___ Passage fourni ___

Formé à l'ASSE et ayant joué les trois dernières saisons au Stade Lavallois, Pierrick Cros s'est confié à Poteaux Carrés avant le match qui opposera les deux clubs lundi soir à Francis Le Basser.


Que deviens-tu Pierrick depuis que tu as quitté Laval en fin de saison dernière ?

Je suis revenu vivre dans la région stéphanoise et je m’entraîne toujours à Andrézieux, avec l’accord du président François Clerc et du coach Xavier Collin. Ils me permettent de garder la forme, de m’entretenir. La situation dure un peu, depuis près de quatre mois car j’ai fait la reprise avec eux. Aujourd’hui les conditions ne sont pas réunies pour signer à Andrézieux. Ça n’aurait pas été pour me déplaire de rejouer avec eux, j’aurais aimé aider ce club car c’est lui qui m’a permis de faire la carrière que j’ai réalisée. J’aurais aimé leur rendre la monnaie de la pièce mais aujourd’hui ce n’est pas d’actualité.

Je cherche un club au niveau National, j’ai eu des opportunités dans ce championnat ou même à l’étranger mais ça ne s’est pas concrétisé. J’ai récemment décliné des offres de deux clubs de N2 en attendant de trouver un projet me permettant de retrouver le niveau qui est le mien, que ce soit en National ou en Ligue 2. Un projet où je puisse évoluer, encore gagner un titre ou permettre à une structure de gravir des échelons. Je ne suis pas fermé à des propositions de bons clubs de N2 si toutes les conditions sportives et financière sont réunies.

___ Données enregistrées ___

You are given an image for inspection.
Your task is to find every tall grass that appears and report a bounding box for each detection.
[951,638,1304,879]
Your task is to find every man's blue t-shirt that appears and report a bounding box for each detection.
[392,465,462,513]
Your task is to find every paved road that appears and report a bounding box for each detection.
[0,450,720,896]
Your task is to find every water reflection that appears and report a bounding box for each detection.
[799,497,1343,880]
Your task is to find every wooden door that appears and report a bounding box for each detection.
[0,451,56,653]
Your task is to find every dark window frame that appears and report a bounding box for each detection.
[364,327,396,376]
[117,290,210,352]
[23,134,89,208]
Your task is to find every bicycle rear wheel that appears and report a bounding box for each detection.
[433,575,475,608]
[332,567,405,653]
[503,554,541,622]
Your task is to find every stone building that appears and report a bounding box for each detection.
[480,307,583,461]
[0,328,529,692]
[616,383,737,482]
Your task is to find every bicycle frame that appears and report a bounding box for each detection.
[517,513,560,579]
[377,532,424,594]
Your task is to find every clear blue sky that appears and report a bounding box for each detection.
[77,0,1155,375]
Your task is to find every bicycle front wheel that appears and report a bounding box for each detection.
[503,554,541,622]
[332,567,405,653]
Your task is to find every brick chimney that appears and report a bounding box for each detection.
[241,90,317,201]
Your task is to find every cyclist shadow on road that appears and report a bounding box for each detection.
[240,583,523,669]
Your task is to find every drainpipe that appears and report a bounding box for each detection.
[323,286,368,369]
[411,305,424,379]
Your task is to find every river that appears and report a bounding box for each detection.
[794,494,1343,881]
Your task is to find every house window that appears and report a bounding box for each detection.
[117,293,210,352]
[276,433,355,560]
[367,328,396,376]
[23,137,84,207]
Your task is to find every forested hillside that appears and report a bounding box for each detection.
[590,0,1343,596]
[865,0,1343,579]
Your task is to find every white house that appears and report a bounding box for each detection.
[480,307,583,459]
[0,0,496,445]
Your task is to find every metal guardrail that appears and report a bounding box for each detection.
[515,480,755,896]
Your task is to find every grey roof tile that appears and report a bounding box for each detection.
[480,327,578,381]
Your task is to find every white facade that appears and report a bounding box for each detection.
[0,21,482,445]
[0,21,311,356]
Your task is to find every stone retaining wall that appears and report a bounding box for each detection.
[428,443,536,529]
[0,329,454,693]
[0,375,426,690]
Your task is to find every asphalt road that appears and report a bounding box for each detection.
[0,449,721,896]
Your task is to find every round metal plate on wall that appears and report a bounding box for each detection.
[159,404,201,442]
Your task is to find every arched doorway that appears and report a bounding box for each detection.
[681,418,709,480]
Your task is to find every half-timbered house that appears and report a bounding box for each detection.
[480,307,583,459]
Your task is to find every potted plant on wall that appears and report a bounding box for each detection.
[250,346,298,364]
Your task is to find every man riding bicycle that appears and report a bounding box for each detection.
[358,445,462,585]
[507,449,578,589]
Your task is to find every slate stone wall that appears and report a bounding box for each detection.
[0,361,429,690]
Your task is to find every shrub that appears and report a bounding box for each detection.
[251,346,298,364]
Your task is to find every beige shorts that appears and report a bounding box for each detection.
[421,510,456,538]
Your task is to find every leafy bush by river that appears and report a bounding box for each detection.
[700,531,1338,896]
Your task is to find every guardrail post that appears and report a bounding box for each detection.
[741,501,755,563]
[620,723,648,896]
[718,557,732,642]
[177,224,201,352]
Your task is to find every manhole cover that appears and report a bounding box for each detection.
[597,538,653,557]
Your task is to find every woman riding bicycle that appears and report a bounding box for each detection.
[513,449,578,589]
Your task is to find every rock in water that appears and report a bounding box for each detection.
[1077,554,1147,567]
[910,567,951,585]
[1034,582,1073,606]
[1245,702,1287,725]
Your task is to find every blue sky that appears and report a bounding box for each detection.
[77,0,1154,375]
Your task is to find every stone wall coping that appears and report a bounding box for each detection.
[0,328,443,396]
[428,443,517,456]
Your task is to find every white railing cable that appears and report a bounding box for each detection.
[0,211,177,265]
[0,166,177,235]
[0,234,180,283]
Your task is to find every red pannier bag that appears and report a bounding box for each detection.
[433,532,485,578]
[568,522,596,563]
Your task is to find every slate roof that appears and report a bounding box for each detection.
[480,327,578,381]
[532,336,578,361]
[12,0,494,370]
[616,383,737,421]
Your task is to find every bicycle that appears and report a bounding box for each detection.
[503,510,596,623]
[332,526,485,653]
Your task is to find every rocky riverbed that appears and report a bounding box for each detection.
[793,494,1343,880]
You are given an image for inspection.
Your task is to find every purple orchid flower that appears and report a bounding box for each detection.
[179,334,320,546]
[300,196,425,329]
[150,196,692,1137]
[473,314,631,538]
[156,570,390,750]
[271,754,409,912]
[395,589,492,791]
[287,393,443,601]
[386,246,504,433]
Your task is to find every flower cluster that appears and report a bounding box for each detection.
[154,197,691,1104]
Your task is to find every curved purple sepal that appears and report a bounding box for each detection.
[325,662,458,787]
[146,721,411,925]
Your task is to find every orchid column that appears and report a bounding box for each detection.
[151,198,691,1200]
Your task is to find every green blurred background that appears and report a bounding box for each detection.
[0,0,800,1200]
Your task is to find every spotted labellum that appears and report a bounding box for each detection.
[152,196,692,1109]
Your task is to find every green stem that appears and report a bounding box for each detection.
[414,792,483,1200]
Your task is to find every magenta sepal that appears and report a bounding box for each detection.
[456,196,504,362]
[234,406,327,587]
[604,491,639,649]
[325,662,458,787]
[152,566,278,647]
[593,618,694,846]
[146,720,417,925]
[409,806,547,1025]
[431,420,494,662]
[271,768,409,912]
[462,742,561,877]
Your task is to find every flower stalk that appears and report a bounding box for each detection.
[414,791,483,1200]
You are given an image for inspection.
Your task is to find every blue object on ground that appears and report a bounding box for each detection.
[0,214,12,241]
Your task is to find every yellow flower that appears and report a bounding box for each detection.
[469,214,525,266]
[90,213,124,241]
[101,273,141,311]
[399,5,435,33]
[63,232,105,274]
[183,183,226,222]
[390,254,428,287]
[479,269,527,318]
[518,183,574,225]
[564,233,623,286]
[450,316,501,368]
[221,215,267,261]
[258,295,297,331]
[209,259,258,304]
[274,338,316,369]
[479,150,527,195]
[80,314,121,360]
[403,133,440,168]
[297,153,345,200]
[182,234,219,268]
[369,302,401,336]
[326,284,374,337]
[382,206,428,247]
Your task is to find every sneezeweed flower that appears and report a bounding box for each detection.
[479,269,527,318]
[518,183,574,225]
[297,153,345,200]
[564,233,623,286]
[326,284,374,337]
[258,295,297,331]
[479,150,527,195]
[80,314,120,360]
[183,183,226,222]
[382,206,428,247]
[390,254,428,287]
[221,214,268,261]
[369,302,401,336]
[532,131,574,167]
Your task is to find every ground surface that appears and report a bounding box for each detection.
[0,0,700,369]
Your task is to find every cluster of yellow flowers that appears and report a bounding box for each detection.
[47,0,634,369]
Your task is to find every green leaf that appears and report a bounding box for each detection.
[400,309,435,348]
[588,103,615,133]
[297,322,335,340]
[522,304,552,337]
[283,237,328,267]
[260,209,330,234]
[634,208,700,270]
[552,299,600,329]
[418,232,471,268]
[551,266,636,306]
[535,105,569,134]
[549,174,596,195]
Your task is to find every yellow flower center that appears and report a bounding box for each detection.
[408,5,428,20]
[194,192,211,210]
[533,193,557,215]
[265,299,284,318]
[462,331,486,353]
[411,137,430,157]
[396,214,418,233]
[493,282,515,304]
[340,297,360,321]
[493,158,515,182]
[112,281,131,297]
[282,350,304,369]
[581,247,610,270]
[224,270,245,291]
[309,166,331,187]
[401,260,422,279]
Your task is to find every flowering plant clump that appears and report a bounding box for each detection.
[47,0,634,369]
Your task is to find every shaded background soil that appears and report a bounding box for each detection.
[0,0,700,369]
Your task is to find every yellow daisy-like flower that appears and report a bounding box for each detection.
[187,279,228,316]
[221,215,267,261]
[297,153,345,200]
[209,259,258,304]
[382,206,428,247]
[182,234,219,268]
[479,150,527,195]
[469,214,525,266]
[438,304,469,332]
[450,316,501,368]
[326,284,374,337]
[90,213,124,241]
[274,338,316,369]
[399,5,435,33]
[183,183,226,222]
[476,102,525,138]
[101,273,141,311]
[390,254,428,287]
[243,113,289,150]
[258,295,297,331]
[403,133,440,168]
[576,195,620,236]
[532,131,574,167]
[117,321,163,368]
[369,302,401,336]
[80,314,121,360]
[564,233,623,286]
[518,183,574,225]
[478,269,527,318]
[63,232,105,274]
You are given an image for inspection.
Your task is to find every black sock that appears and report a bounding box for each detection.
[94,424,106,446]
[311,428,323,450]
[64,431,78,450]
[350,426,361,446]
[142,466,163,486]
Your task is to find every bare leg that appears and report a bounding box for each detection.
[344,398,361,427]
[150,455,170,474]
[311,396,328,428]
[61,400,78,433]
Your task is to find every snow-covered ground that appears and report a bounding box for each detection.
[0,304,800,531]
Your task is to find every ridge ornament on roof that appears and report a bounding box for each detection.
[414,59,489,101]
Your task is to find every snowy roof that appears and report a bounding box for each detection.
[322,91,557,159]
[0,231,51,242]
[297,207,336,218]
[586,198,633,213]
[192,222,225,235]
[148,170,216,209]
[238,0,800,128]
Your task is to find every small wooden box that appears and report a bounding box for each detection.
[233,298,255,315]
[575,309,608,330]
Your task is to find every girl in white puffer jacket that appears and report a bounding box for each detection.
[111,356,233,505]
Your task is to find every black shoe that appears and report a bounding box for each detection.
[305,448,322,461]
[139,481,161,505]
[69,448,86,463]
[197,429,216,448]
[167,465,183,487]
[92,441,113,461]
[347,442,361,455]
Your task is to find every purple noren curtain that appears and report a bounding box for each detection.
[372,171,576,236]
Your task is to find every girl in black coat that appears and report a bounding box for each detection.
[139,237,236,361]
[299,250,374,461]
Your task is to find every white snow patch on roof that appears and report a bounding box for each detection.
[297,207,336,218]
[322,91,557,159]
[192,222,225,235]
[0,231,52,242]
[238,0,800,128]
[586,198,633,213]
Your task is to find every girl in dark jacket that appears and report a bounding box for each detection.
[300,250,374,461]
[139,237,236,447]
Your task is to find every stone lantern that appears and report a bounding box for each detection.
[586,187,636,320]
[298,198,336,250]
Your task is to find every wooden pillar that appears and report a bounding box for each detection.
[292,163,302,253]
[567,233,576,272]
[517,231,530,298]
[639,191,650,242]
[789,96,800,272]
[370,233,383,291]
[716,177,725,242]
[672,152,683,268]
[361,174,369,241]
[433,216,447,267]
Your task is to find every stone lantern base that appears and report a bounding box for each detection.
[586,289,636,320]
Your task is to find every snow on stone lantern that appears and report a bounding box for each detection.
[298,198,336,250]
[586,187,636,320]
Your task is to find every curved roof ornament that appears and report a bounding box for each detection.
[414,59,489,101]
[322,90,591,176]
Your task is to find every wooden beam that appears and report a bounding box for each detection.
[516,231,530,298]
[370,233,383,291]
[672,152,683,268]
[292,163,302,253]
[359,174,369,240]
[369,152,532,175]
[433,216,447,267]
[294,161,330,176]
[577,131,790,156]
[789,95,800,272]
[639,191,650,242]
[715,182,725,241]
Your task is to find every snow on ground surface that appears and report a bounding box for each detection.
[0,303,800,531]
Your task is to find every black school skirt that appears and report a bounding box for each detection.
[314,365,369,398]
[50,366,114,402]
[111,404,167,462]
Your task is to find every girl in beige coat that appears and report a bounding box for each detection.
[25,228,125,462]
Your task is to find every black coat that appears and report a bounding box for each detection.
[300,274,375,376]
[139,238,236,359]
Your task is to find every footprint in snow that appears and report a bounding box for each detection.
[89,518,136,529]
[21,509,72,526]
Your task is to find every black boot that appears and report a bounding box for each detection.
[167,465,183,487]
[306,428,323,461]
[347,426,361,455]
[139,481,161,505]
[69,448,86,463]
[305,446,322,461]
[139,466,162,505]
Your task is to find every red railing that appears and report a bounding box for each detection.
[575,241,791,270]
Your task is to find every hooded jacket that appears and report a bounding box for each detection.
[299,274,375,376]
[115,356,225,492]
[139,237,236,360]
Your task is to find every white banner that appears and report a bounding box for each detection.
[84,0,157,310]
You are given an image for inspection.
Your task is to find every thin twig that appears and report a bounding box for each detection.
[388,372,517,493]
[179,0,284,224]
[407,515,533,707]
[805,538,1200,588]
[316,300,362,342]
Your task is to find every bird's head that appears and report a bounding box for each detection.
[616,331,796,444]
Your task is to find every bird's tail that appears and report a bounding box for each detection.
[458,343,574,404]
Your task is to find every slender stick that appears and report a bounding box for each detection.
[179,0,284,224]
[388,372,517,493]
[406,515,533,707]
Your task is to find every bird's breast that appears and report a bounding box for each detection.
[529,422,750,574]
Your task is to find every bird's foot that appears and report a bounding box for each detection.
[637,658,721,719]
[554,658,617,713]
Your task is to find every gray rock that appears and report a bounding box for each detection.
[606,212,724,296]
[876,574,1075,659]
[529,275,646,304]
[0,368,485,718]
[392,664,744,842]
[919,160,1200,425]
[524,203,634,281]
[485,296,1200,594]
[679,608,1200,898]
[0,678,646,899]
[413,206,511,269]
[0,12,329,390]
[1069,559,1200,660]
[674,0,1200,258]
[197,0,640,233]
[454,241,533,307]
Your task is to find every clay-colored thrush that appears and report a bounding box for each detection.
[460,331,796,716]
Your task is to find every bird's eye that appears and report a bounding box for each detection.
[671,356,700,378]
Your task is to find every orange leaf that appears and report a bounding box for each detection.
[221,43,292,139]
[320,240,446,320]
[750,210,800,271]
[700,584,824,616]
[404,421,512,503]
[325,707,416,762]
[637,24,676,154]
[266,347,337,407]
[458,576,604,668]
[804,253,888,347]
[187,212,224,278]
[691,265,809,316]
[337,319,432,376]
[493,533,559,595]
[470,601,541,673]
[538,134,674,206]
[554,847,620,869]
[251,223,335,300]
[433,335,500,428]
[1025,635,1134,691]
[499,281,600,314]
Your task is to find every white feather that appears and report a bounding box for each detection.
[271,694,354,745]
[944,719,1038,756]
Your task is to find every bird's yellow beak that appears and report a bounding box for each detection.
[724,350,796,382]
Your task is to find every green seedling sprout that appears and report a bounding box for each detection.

___

▸ Tâche demandée 1
D'après le passage fourni, dans quel club Pierrick Cros s'entraîne-t-il depuis son départ de Laval ?
▸ Tâche demandée 2
Extrayez du passage fourni le texte qui va de « Formé à l'ASSE » jusqu'à « n’est pas d’actualité. » inclus.

▸ Réponse attendue 1
Il s'entraîne à Andrézieux.

▸ Réponse attendue 2
Formé à l'ASSE et ayant joué les trois dernières saisons au Stade Lavallois, Pierrick Cros s'est confié à Poteaux Carrés avant le match qui opposera les deux clubs lundi soir à Francis Le Basser.


Que deviens-tu Pierrick depuis que tu as quitté Laval en fin de saison dernière ?

Je suis revenu vivre dans la région stéphanoise et je m’entraîne toujours à Andrézieux, avec l’accord du président François Clerc et du coach Xavier Collin. Ils me permettent de garder la forme, de m’entretenir. La situation dure un peu, depuis près de quatre mois car j’ai fait la reprise avec eux. Aujourd’hui les conditions ne sont pas réunies pour signer à Andrézieux. Ça n’aurait pas été pour me déplaire de rejouer avec eux, j’aurais aimé aider ce club car c’est lui qui m’a permis de faire la carrière que j’ai réalisée. J’aurais aimé leur rendre la monnaie de la pièce mais aujourd’hui ce n’est pas d’actualité.